◆ **Data shown**:
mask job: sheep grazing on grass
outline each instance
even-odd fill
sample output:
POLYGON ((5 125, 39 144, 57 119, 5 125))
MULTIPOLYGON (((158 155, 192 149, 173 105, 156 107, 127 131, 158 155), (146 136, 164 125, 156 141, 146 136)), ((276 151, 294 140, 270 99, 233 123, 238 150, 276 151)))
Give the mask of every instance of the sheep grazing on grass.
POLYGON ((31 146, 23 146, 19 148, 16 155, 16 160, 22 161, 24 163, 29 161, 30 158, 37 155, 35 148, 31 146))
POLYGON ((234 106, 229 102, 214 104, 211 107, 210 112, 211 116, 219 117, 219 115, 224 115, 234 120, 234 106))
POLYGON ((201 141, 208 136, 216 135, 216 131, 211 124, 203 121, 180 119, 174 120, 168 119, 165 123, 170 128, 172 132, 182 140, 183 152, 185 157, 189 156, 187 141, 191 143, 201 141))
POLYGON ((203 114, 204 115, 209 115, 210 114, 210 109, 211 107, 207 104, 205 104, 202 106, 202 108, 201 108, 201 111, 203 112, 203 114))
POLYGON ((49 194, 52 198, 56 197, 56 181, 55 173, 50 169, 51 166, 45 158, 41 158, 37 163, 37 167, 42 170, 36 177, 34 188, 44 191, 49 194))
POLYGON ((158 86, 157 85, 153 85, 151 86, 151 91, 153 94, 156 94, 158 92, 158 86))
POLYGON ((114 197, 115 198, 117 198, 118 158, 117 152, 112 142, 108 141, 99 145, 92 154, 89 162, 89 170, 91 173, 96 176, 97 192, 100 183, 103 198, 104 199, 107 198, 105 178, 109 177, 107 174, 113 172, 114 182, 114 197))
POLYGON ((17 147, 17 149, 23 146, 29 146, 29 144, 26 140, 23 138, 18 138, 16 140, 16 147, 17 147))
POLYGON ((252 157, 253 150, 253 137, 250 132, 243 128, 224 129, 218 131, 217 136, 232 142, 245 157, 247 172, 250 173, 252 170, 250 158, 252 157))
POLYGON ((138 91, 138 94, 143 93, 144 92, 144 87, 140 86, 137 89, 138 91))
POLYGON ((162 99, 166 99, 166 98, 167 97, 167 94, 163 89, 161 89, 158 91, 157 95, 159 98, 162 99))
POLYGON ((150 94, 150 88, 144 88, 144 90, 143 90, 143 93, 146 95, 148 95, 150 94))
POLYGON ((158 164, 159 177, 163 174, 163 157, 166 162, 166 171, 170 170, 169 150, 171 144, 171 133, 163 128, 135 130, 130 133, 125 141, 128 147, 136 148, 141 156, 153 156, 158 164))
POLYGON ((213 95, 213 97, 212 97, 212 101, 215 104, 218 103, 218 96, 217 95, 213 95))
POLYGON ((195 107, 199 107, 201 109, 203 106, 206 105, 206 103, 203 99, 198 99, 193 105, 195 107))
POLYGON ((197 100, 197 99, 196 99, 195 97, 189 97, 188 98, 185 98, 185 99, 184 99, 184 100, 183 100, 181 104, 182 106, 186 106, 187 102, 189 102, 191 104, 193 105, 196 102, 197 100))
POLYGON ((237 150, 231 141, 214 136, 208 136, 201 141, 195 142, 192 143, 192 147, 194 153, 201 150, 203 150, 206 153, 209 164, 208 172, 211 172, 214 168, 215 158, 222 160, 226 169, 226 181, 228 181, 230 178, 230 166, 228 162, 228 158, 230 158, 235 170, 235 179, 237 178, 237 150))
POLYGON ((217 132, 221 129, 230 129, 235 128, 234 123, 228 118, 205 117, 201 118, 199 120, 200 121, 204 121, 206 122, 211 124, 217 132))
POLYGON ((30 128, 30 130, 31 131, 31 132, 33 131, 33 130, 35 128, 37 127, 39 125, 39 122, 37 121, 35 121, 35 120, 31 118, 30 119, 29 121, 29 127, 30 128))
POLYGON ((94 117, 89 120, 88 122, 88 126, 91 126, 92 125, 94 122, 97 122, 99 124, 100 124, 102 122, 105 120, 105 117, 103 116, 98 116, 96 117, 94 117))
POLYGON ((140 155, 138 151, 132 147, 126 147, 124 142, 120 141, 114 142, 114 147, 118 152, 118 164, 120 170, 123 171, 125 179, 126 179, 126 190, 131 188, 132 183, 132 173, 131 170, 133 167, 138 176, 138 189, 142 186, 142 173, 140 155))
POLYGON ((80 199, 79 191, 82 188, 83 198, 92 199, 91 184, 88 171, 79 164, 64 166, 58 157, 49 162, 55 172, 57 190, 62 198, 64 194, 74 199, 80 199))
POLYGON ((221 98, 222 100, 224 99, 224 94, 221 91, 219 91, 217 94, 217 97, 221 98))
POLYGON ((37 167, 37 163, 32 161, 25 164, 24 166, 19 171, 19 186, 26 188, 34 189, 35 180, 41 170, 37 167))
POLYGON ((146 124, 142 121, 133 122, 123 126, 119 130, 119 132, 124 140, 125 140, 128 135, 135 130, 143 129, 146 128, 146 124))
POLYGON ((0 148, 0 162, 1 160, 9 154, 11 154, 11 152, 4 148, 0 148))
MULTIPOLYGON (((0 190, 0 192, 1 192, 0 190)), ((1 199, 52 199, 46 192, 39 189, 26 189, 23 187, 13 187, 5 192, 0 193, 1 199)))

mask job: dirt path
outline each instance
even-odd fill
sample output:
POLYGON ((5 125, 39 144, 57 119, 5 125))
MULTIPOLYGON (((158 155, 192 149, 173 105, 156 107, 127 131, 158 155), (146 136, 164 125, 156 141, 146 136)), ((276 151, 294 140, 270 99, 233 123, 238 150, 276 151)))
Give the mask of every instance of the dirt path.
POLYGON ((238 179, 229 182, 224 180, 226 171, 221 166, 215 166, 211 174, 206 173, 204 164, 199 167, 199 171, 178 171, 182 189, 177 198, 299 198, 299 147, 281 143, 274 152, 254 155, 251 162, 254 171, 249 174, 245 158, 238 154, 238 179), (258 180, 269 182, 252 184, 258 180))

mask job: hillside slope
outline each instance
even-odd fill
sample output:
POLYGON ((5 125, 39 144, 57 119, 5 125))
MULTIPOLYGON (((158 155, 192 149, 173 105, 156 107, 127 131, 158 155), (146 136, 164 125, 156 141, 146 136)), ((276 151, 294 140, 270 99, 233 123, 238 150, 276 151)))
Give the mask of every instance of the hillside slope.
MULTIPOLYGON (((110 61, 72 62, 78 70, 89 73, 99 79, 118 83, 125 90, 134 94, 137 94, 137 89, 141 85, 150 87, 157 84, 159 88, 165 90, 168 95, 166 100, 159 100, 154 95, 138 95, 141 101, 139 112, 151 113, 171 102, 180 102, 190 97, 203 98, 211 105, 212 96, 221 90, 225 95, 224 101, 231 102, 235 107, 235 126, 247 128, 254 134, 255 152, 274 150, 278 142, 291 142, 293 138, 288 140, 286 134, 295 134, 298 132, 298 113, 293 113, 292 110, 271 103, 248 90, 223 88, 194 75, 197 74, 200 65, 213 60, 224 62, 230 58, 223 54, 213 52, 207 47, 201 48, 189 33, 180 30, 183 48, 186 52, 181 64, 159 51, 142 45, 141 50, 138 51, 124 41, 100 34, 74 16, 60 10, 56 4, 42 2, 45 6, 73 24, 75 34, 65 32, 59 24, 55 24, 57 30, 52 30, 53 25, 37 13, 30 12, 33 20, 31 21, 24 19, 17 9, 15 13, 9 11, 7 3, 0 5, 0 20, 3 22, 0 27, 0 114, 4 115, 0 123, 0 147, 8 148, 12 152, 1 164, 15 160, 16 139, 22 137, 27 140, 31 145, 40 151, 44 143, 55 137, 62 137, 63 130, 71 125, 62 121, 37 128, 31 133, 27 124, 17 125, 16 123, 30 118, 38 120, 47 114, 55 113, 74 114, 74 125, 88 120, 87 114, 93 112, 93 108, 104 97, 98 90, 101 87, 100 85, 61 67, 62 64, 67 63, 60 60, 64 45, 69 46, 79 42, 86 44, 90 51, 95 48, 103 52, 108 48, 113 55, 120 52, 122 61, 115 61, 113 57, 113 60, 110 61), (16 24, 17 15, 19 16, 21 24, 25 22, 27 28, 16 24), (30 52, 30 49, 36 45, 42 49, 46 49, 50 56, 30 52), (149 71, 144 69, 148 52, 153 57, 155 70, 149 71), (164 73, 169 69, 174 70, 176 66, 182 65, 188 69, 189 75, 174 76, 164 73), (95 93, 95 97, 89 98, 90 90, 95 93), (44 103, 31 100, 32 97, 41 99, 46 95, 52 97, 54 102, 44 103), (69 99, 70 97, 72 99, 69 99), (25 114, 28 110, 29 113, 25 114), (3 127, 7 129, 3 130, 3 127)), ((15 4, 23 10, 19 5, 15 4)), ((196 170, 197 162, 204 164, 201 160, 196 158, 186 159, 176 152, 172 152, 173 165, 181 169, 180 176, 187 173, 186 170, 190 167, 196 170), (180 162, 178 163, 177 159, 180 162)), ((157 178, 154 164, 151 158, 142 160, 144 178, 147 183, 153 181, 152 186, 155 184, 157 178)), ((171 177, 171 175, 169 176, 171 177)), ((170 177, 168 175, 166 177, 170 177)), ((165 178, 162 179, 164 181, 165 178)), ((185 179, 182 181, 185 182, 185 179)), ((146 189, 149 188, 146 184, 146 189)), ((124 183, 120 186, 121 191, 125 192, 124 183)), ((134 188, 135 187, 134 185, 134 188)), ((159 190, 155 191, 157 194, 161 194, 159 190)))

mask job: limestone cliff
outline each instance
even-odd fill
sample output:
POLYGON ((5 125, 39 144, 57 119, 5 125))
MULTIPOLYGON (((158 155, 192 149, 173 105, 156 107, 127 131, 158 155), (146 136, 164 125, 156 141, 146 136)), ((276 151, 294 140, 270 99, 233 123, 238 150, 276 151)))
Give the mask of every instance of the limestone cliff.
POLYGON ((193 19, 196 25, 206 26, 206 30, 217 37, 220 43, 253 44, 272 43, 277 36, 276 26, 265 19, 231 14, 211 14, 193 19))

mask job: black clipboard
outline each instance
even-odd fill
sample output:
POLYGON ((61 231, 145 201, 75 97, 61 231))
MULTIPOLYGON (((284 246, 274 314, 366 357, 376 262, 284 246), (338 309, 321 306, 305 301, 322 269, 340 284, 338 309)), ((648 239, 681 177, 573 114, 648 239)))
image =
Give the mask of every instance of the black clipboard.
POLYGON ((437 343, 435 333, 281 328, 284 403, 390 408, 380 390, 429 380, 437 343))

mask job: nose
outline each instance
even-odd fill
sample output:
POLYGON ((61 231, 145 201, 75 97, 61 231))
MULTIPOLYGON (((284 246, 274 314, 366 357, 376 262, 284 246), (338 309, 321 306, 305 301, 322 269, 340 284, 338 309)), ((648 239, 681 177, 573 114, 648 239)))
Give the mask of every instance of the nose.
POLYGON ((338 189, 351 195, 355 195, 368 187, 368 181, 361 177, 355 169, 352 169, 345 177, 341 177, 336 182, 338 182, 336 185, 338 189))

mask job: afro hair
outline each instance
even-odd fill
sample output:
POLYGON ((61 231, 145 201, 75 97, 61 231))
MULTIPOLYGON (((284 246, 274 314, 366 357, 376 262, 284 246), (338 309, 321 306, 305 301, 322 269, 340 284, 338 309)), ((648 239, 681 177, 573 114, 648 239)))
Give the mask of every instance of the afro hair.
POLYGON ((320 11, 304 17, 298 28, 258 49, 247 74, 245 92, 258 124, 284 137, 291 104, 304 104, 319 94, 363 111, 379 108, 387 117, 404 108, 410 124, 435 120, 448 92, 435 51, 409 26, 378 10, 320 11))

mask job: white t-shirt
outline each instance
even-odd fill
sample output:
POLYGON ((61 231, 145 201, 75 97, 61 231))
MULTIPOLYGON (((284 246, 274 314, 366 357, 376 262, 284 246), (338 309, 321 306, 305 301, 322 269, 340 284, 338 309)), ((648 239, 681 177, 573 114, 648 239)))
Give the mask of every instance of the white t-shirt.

◆ **Task directions**: Edit the lines from the one with "mask job: dirt path" up to and including the one with "Give the mask of every instance of the dirt", changing "even-odd" to "nonzero" and leaving everything else as it is. Return only those lines.

◆ **In response**:
mask job: dirt path
outline each instance
nonzero fill
sample output:
POLYGON ((5 125, 39 144, 57 119, 5 125))
MULTIPOLYGON (((158 155, 192 149, 173 105, 156 107, 127 131, 158 155), (146 136, 164 125, 156 141, 146 136)), ((276 151, 294 140, 270 99, 233 123, 238 150, 276 151)))
Give the mask of every instance of the dirt path.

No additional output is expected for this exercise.